DOCUMENT PASSAGE:
::::
Post by Douglas A. GwynPost by Paul MensonidesThe wording of the C standard makes it clear that the rest of the preprocessing
tokens in the file are *not* included. "If the name of the macro being replaced
is found during this scan of the replacement list (not including the rest of the
file's preprocessing tokens), it is not replaced. Furthermore, if any nested
replacements encounter the name of the macro being replaced it is not replaced."
You left out the preceding paragraph, which sets the
"... Then, the resulting preprocessing token
sequence is rescanned, along with all subsequent
preprocessing tokens of the source file, for
more macro names to replace."
So, by your logic, ever macro expansion is a contained process that recurses
down the entire file. That is completely flawed reasoning. The above paragraph
shows how and where the *resumption* of scanning occurs. The following
paragraph defines the concept of identifier painting with the explicit caveat
that the rest of the preprocessing tokens are not part of that painting process.
::::
DATASET ROWS:
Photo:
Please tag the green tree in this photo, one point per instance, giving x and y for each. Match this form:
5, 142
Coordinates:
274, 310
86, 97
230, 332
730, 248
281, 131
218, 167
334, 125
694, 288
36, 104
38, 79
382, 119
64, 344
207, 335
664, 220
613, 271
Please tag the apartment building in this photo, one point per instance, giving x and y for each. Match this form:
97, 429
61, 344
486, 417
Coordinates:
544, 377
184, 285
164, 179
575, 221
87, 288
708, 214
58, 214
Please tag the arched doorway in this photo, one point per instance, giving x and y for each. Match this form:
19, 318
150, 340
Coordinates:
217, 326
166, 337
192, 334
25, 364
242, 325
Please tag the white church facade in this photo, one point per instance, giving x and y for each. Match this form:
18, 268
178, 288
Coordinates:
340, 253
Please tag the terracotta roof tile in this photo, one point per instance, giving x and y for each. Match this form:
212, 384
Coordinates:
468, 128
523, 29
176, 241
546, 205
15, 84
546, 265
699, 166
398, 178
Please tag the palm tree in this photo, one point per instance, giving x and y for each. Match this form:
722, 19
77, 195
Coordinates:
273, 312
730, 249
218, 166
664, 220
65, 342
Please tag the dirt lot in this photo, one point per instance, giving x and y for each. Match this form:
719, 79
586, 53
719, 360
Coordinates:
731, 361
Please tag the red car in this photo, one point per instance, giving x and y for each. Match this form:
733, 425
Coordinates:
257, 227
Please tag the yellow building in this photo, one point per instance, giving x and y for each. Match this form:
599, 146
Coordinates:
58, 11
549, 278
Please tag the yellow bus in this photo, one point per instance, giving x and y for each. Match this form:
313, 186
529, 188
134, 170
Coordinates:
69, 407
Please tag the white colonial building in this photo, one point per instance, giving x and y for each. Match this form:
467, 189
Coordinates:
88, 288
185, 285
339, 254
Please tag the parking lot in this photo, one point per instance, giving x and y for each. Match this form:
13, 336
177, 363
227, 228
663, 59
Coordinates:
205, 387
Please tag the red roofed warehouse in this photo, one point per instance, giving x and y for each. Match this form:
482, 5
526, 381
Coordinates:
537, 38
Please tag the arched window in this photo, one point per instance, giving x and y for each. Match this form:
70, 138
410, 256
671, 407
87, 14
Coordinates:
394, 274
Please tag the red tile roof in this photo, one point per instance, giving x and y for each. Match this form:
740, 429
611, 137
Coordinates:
::::
TASK BRIEF: Please reproduce the part of the macro-rescanning thread above from "You left out" up to and including "that painting process.".

EXERCISE RESPONSE:
You left out the preceding paragraph, which sets the
"... Then, the resulting preprocessing token
sequence is rescanned, along with all subsequent
preprocessing tokens of the source file, for
more macro names to replace."
So, by your logic, ever macro expansion is a contained process that recurses
down the entire file. That is completely flawed reasoning. The above paragraph
shows how and where the *resumption* of scanning occurs. The following
paragraph defines the concept of identifier painting with the explicit caveat
that the rest of the preprocessing tokens are not part of that painting process.